◆ DATA EXTRACT
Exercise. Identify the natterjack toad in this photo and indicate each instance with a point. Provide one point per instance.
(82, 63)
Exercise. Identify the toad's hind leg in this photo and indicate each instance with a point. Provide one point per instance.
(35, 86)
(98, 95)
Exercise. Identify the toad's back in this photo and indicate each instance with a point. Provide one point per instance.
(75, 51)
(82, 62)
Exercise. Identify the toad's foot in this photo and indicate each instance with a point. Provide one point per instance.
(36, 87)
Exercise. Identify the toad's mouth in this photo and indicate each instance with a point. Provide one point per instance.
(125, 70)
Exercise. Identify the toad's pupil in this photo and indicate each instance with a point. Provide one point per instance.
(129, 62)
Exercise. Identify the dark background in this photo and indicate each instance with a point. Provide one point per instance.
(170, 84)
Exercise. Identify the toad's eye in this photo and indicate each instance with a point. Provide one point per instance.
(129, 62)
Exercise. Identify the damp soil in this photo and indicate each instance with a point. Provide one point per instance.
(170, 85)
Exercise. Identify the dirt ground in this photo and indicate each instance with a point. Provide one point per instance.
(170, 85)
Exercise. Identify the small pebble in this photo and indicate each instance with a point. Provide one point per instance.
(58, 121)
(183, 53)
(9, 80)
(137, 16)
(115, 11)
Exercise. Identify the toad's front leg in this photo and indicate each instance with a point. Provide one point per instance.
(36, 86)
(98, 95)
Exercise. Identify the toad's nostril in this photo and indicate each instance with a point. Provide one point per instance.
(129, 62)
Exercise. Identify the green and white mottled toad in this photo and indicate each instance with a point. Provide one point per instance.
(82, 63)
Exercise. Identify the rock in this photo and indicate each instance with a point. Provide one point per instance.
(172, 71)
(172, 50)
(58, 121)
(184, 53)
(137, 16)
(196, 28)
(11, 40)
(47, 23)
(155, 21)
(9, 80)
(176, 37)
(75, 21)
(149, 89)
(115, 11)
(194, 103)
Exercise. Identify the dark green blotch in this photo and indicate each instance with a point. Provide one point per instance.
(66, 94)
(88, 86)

◆ WHAT TO WORK ON
Give back every entry exactly, with nothing left out.

◆ WRITTEN RESPONSE
Exercise. Identify the natterjack toad in this photo and indicate each instance with a point. Provide one point per instance.
(82, 63)
Exercise. Identify the toad's hind leg in this photo and indicate each instance with a point. Provide one point per instance.
(35, 86)
(98, 95)
Exercise. Identify the toad's back in this photo and indicate each instance with a point. Provide one point per instance.
(75, 51)
(82, 62)
Exercise. Identify the toad's foot in this photo and indicate each instance with a point. Provide one point per instance.
(36, 87)
Exercise. Identify the toad's mouth in this photo and indicate each instance with a point. Provide one point per instance.
(125, 70)
Exercise. Identify the toad's pupil in this photo and indicate each instance with a point. Provide one point per instance.
(129, 62)
Exercise. Identify the dark background in this photo and indicate each instance with a point. Provide one point per instance.
(170, 84)
Exercise. Identify the toad's eye in this photo and indicate each instance with a point. Provide one point per instance.
(129, 62)
Exercise. Identify the damp soil in this photo and indicate each instance with a point. Provide one point per instance.
(170, 85)
Exercise. Identify the dirt ground in this photo and indicate each instance with a point. Provide one point per instance.
(170, 85)
Exercise. Identify the small pebble in this photo and indicate each instance with a point. Provide one point per instance.
(58, 121)
(183, 53)
(9, 80)
(137, 16)
(115, 11)
Exercise. Identify the toad's front leg in this photo and indicate each instance with a point. Provide one point per instance.
(36, 86)
(98, 95)
Exercise. Identify the toad's nostril in this photo and indicate each instance with a point. Provide one point per instance.
(129, 62)
Exercise. Identify the green and white mottled toad in this photo and indicate each instance with a point. Provide one point per instance.
(82, 63)
Exercise. Identify the rock in this photo and indicate each instance with a point. Provide one point per instance.
(172, 71)
(172, 50)
(58, 121)
(184, 53)
(137, 16)
(196, 28)
(11, 40)
(47, 23)
(155, 21)
(9, 80)
(176, 37)
(75, 21)
(149, 89)
(115, 11)
(194, 103)
Exercise. Identify the dark green blotch in this photo and indicate each instance with a point. Provide one point per instance.
(66, 94)
(88, 86)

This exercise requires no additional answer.